--- Begin ---

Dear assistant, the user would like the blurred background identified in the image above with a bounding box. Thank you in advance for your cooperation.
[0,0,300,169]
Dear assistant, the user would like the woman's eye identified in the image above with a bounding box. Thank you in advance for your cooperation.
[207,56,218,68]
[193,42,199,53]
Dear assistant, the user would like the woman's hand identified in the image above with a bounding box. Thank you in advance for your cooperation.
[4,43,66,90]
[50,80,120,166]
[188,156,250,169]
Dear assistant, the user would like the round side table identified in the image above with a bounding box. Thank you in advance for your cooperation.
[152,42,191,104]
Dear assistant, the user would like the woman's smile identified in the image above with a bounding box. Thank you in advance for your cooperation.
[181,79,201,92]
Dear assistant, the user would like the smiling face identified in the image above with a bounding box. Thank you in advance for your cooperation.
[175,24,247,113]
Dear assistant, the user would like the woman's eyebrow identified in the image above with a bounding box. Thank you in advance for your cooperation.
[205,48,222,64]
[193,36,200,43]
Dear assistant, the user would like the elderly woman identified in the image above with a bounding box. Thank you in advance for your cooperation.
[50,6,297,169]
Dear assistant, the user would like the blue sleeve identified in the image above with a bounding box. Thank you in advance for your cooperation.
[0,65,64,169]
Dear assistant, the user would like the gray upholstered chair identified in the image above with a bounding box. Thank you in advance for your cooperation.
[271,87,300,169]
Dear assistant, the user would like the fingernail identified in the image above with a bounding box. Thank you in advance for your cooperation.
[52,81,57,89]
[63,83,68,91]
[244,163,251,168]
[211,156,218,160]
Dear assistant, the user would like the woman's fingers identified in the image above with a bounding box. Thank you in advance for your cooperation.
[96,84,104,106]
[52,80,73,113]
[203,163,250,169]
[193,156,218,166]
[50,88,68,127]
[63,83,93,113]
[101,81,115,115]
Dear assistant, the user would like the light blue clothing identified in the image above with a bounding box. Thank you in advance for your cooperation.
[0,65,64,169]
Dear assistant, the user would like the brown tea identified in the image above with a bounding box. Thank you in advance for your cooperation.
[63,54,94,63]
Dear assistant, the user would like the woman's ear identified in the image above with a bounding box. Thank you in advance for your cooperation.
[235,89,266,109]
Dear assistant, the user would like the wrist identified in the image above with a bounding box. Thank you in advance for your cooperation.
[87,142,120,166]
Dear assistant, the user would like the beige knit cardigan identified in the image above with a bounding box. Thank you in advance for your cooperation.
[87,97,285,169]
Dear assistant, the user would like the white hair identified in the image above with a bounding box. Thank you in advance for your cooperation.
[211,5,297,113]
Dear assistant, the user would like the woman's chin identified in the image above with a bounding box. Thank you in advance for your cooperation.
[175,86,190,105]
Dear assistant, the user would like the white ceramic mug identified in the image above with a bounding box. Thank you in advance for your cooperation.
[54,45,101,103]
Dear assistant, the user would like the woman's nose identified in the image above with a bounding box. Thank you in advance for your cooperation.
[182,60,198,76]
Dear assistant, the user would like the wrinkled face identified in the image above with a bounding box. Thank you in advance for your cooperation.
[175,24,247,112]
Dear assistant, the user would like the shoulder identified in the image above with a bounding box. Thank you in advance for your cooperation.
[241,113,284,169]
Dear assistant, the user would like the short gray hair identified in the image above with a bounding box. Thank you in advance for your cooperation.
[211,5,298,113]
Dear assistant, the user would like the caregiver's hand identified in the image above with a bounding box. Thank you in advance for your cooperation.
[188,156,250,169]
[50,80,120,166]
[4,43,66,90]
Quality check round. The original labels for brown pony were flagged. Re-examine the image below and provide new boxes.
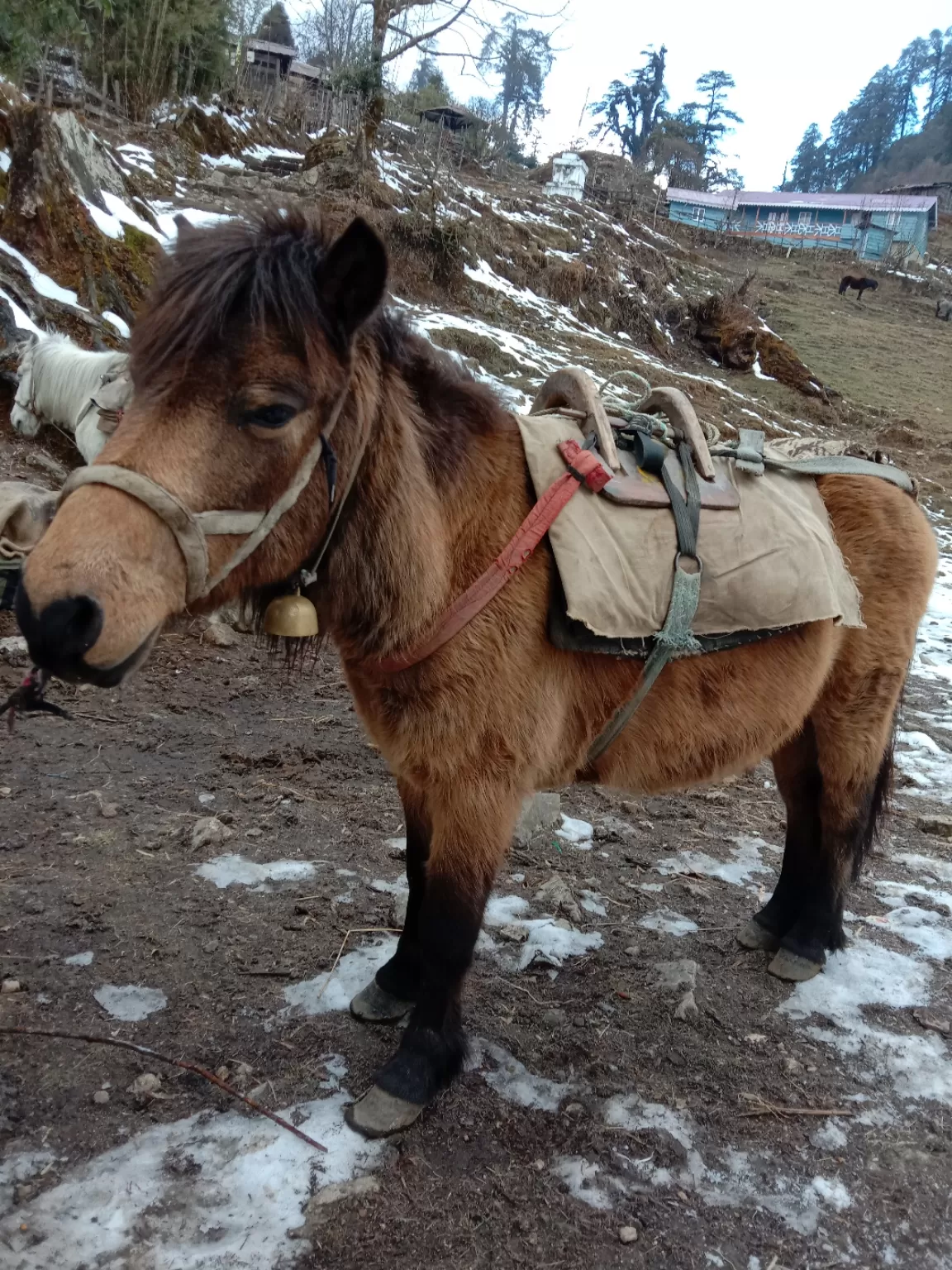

--- End ---

§ **TASK TO COMPLETE**: Could you update the material above by replacing "the user would like" with "we need" throughout, keeping everything else the same and leaving the pictures out of your answer?

§ **OUTPUT**:
Dear assistant, we need the blurred background identified in the image above with a bounding box. Thank you in advance for your cooperation.
[0,0,300,169]
Dear assistant, we need the woman's eye identified in the image above with a bounding box. Thank you in advance for your cooperation.
[207,56,218,68]
[193,42,199,53]
Dear assistant, we need the woman's hand identified in the image above with a bounding box. Thank you in advance for your cooperation.
[4,43,66,90]
[50,80,120,166]
[188,156,250,169]
Dear assistant, we need the round side table identified in the image above with a bounding box. Thank you in advance for your cooperation.
[152,42,191,104]
Dear assistant, we need the woman's smile identified in the image above with a bounding box. Thank you in advance for your cooperation.
[181,79,201,92]
Dear assistant, we need the smiling face identified in the image above with a bounding box. Thank you in advance for your cooperation.
[175,24,247,113]
Dear assistant, we need the woman's eyebrow identified in the image above with a bounding box. Thank you in advance for your cooperation.
[205,48,222,64]
[193,36,200,43]
Dear assistant, we need the elderly woman identified in the image above with a bounding box. Thank you in advance for your cooperation.
[50,6,297,169]
Dear assistant, we need the blue sleeve identified in the image above with a bounding box. Thank you in advance for your cooperation.
[0,65,64,169]
Dear assistant, we need the gray upholstered chair identified in the image above with a bounding box. Thank you in advance for your cooperation.
[271,87,300,169]
Dear assistant, we need the fingernail identified in the image above with a bounding box. Thank you in advance for your cooperation.
[52,81,57,89]
[63,83,68,91]
[244,163,251,168]
[211,156,218,160]
Dear assistant, we need the woman's fingers identified in the image above with a bounding box. Thank you in advance for your cooperation.
[96,84,104,106]
[52,80,73,113]
[203,163,250,169]
[193,156,218,166]
[50,88,68,127]
[63,83,93,113]
[101,81,115,115]
Dear assistant, we need the light blue clothing identified in the image above with a bounding box. Thank you in advance for your cooperation.
[0,65,64,169]
Dear assistant, we need the brown tea identified in the image above with a bounding box. Thank you in advance for your cooperation.
[63,54,94,63]
Dear assistant, we need the woman's ear identified in the image above with a bounding box. Thank you in advance for your cooperation.
[235,89,266,109]
Dear assistant, we need the wrist identified in the image above with a bounding box. Thank you in advance for your cooperation.
[87,142,120,166]
Dear assistant, we need the beige knit cardigan identified in the image above with a bounding box. Thank you in advance for your cooperation.
[87,97,285,169]
Dear assistant, we need the white hair identified in the image above with a bounding box. Thank you in advance for your cooperation.
[211,5,297,113]
Dear assistant, we need the woman's chin identified in the image above with a bounding box. Thank you in advance for your cooperation.
[175,86,190,105]
Dear assistant, we need the white ceramic mug identified in the image above with a bounding box. Thank you in advance for your cooperation.
[54,45,101,103]
Dear assistant, we need the woman's nose identified in the image above with a bounding box. Thank you in advance for your cooperation.
[182,60,198,76]
Dear assistant, we need the wrinkled face identified in the image above with a bounding box. Thank you in advance for your cooperation.
[175,24,247,112]
Dear assistant, we need the shoulder identified in the image above with a bounding box. Thank you in advance for your cooperation.
[241,113,284,169]
Dear assistant, we need the short gray hair identified in the image above with a bounding box. Thank you in advance for your cooperation.
[211,5,298,113]
Dear assistant, we need the caregiver's hand identified in the image above with a bounding box. Thank you in advance for your cooperation.
[188,156,250,169]
[50,80,120,166]
[4,43,66,90]
Quality check round. The original labels for brown pony were flagged. Re-examine the image below and provide new boxes.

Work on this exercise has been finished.